WHAT TO DO »
a: In the tiered prefix cache text, what eviction scheme do model servers use for the KV-caches they hold in GPU RAM?
b: Retype part of the tiered prefix cache text, beginning with the words "Tiered Prefix Cache" and stopping after "RAM on demand.".
c: Render this sentence from the tiered prefix cache text in Spanish: "Given the multi-turn nature of agentic workloads, prefix-cache re-use is a critical factor for high performance inference."

PAGE EXTRACT »
Tiered Prefix Cache

Given the multi-turn nature of agentic workloads, prefix-cache re-use is a critical factor for high performance inference.

Model servers hold KV-caches in GPU RAM with an LRU eviction scheme. Once space runs out from other requests consuming the resources, the KV caches are evicted. Follow on requests then must recompute the prefill. However, rather than evicting KV caches from GPU memory, we can instead leverage other system resources such as CPU RAM, local NVMe drives, and network storage systems to hold the evicted KVs - pulling them back into GPU RAM on demand.

This increases the KV-working set size, growing the receptive-field (the amount of time KV caches are retained in the system).

DATASET CONTENT »
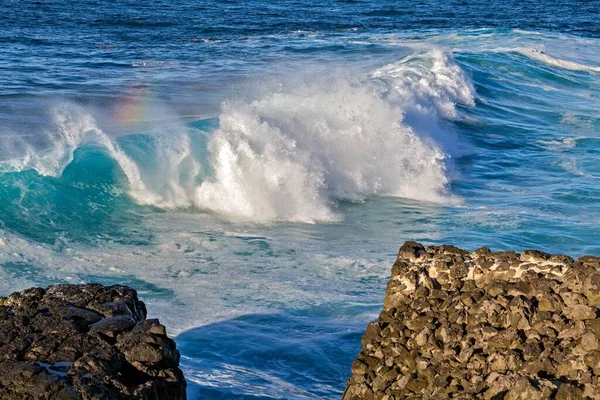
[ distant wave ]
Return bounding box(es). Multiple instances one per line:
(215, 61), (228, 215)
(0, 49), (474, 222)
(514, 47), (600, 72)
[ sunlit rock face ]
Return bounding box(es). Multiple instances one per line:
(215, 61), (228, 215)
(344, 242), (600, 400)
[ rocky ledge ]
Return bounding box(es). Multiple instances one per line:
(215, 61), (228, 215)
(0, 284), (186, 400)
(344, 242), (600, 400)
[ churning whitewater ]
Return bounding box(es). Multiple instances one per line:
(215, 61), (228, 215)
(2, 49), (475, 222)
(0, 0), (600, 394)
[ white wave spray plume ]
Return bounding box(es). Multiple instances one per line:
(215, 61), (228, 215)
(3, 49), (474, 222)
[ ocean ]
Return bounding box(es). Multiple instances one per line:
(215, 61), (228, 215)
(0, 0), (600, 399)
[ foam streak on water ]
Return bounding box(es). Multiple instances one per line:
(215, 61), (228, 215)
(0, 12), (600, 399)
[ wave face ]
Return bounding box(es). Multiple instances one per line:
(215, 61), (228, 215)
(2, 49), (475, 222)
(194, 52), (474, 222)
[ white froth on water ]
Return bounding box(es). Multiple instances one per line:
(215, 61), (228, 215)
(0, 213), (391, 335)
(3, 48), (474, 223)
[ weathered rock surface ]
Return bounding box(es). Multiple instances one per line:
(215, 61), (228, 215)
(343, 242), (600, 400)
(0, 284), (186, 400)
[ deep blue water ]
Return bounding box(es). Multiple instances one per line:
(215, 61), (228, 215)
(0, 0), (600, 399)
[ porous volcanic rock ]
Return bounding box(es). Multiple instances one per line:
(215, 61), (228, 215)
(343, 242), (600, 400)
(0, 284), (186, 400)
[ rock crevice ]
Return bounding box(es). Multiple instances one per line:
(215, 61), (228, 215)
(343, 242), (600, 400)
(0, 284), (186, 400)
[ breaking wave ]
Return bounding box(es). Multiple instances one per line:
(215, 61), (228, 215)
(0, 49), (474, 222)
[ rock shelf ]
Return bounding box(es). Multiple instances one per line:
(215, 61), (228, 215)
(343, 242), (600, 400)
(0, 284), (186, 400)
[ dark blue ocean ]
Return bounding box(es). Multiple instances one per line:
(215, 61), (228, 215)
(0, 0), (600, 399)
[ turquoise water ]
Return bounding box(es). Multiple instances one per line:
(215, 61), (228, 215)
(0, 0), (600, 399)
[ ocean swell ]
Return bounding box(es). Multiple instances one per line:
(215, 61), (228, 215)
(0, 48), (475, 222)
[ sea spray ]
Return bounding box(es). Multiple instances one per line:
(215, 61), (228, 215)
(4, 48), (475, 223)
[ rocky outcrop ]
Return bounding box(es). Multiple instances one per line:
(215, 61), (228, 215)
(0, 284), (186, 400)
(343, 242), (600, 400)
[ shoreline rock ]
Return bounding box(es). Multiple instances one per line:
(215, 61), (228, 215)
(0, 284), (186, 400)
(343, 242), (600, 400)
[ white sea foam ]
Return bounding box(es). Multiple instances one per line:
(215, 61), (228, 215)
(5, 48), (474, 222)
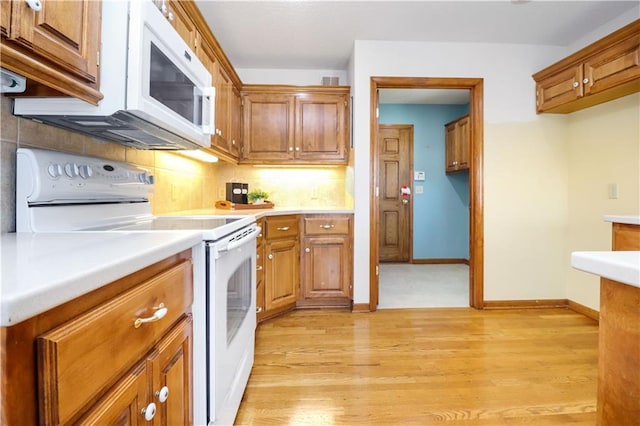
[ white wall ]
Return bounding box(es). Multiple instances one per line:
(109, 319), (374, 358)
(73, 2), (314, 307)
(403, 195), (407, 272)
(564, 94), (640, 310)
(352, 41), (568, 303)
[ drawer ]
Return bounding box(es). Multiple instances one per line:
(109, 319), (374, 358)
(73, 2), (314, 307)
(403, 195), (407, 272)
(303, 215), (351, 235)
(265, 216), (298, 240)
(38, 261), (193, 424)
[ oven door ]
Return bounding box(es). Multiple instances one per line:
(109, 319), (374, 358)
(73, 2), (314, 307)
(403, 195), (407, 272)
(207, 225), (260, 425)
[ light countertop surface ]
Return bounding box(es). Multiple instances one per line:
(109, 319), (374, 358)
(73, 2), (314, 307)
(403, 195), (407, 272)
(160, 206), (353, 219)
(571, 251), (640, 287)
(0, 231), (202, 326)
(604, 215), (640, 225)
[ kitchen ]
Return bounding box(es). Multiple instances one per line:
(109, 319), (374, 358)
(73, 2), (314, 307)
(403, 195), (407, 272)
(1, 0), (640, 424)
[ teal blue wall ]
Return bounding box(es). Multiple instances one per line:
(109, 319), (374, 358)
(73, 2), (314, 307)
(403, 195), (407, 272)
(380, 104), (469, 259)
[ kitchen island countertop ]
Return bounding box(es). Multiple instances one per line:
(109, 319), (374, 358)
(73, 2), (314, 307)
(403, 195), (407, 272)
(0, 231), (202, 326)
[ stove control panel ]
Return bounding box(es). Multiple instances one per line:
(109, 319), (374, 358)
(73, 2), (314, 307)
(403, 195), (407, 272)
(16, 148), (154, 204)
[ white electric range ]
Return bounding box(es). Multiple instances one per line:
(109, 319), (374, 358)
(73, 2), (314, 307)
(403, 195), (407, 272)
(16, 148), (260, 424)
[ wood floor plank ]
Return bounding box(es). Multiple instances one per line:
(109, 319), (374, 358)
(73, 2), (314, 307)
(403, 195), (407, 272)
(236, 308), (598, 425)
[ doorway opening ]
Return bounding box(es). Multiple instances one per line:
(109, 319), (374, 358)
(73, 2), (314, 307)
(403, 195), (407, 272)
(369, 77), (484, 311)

OUTPUTS FOR THE TASKS »
a: An LRU eviction scheme.

b:
Tiered Prefix Cache

Given the multi-turn nature of agentic workloads, prefix-cache re-use is a critical factor for high performance inference.

Model servers hold KV-caches in GPU RAM with an LRU eviction scheme. Once space runs out from other requests consuming the resources, the KV caches are evicted. Follow on requests then must recompute the prefill. However, rather than evicting KV caches from GPU memory, we can instead leverage other system resources such as CPU RAM, local NVMe drives, and network storage systems to hold the evicted KVs - pulling them back into GPU RAM on demand.

c: Dada la naturaleza de múltiples turnos de las cargas de trabajo agénticas, la reutilización de la caché de prefijos es un factor crítico para la inferencia de alto rendimiento.